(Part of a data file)
========================
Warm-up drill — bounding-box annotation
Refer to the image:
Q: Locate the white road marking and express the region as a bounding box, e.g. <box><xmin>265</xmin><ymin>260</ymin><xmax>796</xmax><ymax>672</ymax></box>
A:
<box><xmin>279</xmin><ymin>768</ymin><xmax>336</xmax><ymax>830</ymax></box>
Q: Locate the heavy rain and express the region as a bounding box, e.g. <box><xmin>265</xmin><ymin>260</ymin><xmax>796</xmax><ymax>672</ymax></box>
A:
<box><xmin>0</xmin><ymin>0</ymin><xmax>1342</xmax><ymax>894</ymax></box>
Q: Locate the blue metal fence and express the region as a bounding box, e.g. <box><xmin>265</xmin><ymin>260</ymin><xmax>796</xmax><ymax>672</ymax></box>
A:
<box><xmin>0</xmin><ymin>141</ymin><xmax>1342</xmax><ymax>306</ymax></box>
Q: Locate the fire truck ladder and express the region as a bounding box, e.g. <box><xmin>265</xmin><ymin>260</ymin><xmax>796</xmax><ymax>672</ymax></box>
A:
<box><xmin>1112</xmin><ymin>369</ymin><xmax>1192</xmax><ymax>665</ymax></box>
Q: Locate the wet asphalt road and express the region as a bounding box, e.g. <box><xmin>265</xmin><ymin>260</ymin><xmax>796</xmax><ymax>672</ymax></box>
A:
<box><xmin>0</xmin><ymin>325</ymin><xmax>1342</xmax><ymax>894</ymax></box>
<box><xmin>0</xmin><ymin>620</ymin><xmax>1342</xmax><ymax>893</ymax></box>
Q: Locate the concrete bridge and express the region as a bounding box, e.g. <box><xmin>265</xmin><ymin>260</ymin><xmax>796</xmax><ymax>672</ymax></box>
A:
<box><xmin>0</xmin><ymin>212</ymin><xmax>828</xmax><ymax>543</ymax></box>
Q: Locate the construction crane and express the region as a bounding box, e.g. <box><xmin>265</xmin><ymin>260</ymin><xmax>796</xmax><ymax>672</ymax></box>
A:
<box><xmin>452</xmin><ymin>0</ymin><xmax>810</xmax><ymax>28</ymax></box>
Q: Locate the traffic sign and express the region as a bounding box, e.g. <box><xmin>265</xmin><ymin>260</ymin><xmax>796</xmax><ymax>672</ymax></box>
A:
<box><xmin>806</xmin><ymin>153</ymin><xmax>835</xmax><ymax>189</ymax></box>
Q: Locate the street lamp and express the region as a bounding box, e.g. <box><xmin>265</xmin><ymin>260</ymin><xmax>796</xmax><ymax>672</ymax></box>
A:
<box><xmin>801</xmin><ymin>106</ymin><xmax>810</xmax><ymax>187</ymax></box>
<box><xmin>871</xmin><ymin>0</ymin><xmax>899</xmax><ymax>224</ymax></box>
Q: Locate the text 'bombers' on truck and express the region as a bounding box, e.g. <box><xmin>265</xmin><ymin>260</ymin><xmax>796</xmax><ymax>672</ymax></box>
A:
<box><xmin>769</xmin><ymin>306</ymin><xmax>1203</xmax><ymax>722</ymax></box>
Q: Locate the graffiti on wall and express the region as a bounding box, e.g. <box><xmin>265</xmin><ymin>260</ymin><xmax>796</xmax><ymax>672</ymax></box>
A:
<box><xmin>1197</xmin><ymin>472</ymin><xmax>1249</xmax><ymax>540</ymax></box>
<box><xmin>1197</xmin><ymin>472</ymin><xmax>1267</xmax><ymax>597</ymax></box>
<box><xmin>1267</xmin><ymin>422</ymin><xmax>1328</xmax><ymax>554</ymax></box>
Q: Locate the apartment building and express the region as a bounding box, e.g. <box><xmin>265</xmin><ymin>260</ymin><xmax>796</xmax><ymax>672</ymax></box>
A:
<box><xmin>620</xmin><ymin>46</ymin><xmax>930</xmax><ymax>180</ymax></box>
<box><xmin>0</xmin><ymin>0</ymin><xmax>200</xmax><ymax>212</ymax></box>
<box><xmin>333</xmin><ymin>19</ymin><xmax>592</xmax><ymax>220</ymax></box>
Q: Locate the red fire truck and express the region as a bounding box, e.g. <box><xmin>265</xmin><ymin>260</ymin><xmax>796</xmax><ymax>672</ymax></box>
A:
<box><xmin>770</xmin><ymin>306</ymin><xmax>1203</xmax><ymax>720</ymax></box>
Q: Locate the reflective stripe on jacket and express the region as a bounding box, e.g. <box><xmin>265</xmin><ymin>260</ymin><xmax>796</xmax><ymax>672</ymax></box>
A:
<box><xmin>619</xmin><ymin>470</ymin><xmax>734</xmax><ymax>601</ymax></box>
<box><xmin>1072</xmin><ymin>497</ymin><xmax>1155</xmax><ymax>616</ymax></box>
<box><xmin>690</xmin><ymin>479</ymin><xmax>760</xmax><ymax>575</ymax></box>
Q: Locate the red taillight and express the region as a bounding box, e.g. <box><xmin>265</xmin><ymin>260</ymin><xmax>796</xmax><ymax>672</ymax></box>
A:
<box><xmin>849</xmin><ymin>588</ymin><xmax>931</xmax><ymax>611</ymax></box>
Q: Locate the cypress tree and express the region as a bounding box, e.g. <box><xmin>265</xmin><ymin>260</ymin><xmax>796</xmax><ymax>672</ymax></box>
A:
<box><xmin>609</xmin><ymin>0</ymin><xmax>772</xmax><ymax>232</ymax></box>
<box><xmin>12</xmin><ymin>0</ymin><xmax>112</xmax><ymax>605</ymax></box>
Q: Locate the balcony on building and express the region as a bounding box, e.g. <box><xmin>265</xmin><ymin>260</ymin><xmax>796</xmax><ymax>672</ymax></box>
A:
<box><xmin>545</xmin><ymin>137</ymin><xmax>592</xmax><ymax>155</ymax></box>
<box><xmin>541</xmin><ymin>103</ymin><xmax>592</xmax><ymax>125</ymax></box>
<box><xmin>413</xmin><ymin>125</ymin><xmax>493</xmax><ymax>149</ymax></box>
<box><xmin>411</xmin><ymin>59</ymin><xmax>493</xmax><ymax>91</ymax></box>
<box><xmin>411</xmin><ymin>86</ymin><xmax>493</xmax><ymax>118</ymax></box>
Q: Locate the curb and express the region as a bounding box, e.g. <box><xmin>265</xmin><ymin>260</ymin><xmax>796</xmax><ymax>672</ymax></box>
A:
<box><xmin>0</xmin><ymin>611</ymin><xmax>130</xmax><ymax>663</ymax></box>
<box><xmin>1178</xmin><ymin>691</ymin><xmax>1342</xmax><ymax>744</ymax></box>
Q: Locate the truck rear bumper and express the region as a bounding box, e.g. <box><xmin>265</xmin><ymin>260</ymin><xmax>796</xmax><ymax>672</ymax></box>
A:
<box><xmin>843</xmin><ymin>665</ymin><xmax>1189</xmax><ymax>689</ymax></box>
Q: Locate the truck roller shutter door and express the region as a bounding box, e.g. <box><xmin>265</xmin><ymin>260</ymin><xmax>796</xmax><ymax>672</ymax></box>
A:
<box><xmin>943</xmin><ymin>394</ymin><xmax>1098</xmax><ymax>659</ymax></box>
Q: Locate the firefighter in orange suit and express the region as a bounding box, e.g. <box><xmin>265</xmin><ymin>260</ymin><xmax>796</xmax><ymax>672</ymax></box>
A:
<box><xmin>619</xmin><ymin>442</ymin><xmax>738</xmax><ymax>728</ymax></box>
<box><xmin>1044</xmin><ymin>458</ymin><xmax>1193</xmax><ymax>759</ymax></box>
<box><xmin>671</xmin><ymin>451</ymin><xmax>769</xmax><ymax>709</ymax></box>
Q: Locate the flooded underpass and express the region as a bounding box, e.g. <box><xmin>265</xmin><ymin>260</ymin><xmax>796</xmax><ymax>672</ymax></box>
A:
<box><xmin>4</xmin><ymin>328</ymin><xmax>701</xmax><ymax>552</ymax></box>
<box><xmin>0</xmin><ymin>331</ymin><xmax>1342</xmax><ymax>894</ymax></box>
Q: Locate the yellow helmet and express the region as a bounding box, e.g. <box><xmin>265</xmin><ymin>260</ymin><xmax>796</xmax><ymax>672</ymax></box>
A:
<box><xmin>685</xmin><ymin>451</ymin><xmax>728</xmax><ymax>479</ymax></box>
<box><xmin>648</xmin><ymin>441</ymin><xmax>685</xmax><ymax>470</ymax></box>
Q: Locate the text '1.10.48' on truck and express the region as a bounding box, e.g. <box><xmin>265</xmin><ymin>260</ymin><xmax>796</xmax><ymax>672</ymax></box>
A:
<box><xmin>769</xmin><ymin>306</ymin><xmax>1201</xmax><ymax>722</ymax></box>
========================
Pull out every line of the entries above that contains the word "road".

Q: Locate the white road marking and express the region as a bounding box, e.g. <box><xmin>265</xmin><ymin>260</ymin><xmax>796</xmax><ymax>672</ymax></box>
Q: Locate the wet asphalt road and express the region as a bounding box, e.g. <box><xmin>265</xmin><ymin>260</ymin><xmax>796</xmax><ymax>672</ymax></box>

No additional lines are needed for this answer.